ENTRIES SHOWN:
+++

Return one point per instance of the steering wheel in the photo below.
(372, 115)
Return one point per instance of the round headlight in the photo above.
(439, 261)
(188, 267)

+++

In full and without any edits, output the material above.

Return one point per instance of the steering wheel in the photo below.
(372, 115)
Return one point per instance of the round headlight in the photo above.
(439, 261)
(188, 267)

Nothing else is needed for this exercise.